> **Problem requirements**: Give back every entry below, unchanged.

---+---

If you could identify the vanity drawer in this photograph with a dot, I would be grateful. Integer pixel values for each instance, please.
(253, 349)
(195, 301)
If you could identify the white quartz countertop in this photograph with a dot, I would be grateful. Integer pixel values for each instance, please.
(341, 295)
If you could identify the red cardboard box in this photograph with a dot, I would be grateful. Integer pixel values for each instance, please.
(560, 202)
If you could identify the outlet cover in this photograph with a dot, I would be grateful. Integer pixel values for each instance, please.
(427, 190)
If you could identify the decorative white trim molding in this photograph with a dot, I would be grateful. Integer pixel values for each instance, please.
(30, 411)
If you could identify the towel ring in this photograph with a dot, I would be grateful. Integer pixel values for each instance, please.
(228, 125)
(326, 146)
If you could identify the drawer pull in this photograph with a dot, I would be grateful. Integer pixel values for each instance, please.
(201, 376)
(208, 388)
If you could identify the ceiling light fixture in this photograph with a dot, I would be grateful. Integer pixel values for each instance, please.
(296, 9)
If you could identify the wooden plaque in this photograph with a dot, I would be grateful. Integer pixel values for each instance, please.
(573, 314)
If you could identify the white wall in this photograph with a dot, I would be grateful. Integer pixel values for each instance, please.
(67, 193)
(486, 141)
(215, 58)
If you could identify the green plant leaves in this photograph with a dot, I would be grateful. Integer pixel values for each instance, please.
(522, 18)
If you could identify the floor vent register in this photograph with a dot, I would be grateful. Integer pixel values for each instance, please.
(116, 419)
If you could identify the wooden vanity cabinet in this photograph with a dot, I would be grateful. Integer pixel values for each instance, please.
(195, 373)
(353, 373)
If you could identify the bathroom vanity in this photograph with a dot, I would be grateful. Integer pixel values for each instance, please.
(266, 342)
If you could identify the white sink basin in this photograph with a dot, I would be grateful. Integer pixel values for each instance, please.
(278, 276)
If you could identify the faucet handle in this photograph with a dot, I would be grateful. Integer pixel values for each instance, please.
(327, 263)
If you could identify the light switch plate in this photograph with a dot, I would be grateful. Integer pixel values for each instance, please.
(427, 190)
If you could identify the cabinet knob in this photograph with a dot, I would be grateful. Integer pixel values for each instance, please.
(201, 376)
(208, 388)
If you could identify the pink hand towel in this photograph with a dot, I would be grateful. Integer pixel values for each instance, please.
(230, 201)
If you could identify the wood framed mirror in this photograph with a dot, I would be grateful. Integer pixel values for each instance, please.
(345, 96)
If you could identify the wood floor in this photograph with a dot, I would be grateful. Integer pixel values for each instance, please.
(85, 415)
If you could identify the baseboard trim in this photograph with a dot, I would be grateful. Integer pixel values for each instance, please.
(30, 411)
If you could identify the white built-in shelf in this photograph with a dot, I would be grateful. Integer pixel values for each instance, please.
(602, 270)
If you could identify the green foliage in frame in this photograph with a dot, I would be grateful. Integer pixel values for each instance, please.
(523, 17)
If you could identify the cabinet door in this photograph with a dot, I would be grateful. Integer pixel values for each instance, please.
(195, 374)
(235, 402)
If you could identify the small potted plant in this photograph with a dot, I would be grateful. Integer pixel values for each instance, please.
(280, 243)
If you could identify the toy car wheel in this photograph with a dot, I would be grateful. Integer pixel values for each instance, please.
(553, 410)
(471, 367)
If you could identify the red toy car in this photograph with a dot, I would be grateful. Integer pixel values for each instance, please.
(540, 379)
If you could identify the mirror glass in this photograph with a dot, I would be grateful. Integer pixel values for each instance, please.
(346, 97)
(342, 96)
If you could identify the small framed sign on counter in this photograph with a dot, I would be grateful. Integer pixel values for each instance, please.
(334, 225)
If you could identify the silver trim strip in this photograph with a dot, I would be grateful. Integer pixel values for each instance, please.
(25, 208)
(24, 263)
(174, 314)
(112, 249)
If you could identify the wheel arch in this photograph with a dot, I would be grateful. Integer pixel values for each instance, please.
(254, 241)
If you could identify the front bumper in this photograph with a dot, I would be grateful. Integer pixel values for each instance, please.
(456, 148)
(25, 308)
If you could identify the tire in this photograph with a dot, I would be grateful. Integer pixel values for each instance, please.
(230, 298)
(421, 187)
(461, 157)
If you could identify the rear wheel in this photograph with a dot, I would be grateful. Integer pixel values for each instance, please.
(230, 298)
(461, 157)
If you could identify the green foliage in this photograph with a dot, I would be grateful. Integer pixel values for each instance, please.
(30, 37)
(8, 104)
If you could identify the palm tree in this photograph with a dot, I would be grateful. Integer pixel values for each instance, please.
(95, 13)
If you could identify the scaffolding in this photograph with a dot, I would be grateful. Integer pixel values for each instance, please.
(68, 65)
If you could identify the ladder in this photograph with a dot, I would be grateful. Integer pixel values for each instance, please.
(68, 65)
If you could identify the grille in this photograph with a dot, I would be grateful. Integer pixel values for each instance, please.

---+---

> **Answer to the exercise**:
If you could identify the vanity drawer in this photograph with a dot, I would be grateful. Integer pixel values for each instance, please.
(253, 349)
(195, 301)
If you could identify the white quartz countertop in this photograph with a dot, I would be grateful. Integer pixel values for each instance, please.
(341, 295)
If you could identify the red cardboard box in this photograph with a dot, I would be grateful. Integer pixel values for each instance, please.
(560, 202)
If you could identify the outlet cover in this photograph with a dot, I would be grateful. Integer pixel values for each instance, please.
(427, 190)
If you could identify the decorative white trim molding in this photograph with a dot, I would be grateful. Integer pixel values for each instance, please.
(30, 411)
If you could identify the towel ring in this photograph with a dot, I would be grateful. Integer pixel values for each instance, please.
(228, 125)
(326, 146)
If you could identify the drawer pull in this photograph with a dot, I would be grateful. Integer pixel values for each instance, please.
(201, 376)
(208, 388)
If you could identify the ceiling light fixture in this photograph with a dot, I would be grateful. Integer pixel values for each instance, please.
(296, 9)
If you could identify the wooden plaque in this photograph with a dot, I would be grateful. Integer pixel values for each instance, please.
(573, 314)
If you could identify the white wall in this photograph with a dot, I would be grateful. Integer pixel values for each instance, please.
(67, 193)
(486, 141)
(215, 58)
If you could identify the green plant leaves in this photograph with a dot, I would be grateful. Integer pixel values for each instance, please.
(522, 18)
If you could identify the floor vent register in this photograph with a dot, I would be grateful. Integer pixel values for each instance, please.
(116, 419)
If you could identify the wooden vanity cabinet in this photograph with a dot, I would be grateful. Integer pixel values for each instance, please.
(195, 373)
(353, 373)
If you could identify the bathroom vanity in this photograph with a dot, I would be grateful. Integer pixel values for each instance, please.
(266, 342)
If you could identify the white sink basin in this photograph with a dot, I would be grateful. Integer pixel values for each instance, please.
(278, 276)
If you could identify the faucet handle in this photograph with a dot, I would be grateful. Integer pixel values for each instance, please.
(327, 263)
If you could identify the light switch plate in this photograph with a dot, I would be grateful. Integer pixel values for each instance, please.
(427, 190)
If you could identify the cabinet knob in this photograph with a dot, I would be grateful. Integer pixel values for each instance, please.
(201, 376)
(208, 388)
If you could identify the pink hand towel in this photograph with a dot, I would be grateful. Integer pixel values for each instance, please.
(230, 201)
If you could identify the wood framed mirror in this photograph with a dot, I would be grateful. Integer pixel values for each instance, please.
(345, 96)
If you could identify the wood floor in this photograph with a dot, I would be grateful. Integer pixel values for each instance, please.
(85, 415)
If you could identify the baseboard trim in this photograph with a dot, I would be grateful. Integer pixel values for each instance, please.
(30, 411)
If you could identify the white built-in shelf in this photograph with a dot, I would be grateful. Integer pixel values for each instance, please.
(602, 270)
If you could identify the green foliage in frame in this photograph with a dot, I would be grateful. Integer pixel values for each instance, please.
(523, 17)
If you could identify the cabinet door in this photograph with a dot, I would be grateful. Integer pixel values for each instance, please.
(195, 374)
(235, 402)
If you could identify the small potted plant in this photograph with a dot, I would be grateful. Integer pixel values for each instance, please.
(280, 243)
If you could identify the toy car wheel in this photograph with a dot, I would be grateful. Integer pixel values for each instance, please.
(553, 410)
(471, 367)
If you could identify the red toy car in this photograph with a dot, I would be grateful. Integer pixel values for each instance, please.
(540, 379)
If you could identify the mirror glass in this photograph with a dot, I would be grateful. Integer pixel values for each instance, please.
(346, 97)
(342, 96)
If you could identify the small framed sign on counter in this photograph with a dot, I would be grateful. Integer pixel values for each instance, please.
(334, 225)
If you could identify the silver trim strip in this photograph with a dot, I would be grateful. Integer pixel values for each instance, please.
(25, 208)
(24, 263)
(174, 314)
(112, 249)
If you could identify the wheel arch in this photograph with a dot, I would be grateful. Integer pixel values for each instance, please.
(254, 241)
If you could identify the front bumper in this photograph with a dot, I would be grateful. Integer pixel values for each instance, please.
(456, 148)
(25, 308)
If you could identify the tire in this photograph with a dot, I would be grateful. Integer pixel values for each instance, please.
(230, 298)
(421, 187)
(461, 157)
If you could identify the rear wheel in this photograph with a dot, I would be grateful. Integer pixel values for each instance, please.
(230, 298)
(461, 157)
If you could identify the green foliage in this photograph with a dot, I would be grateful. Integer pixel values for each instance, please.
(30, 37)
(8, 104)
If you could identify the palm tree in this photograph with a dot, I would be grateful. Integer pixel values for each instance, please.
(95, 13)
If you could identify the scaffolding in this photograph with a dot, I would be grateful. Integer pixel values for each instance, please.
(68, 65)
If you could identify the ladder in this photograph with a dot, I would be grateful. Integer pixel values for each instance, please.
(68, 65)
If you could identify the grille in this photograph with a dot, I would be grateful. Integer pixel values for each instance, please.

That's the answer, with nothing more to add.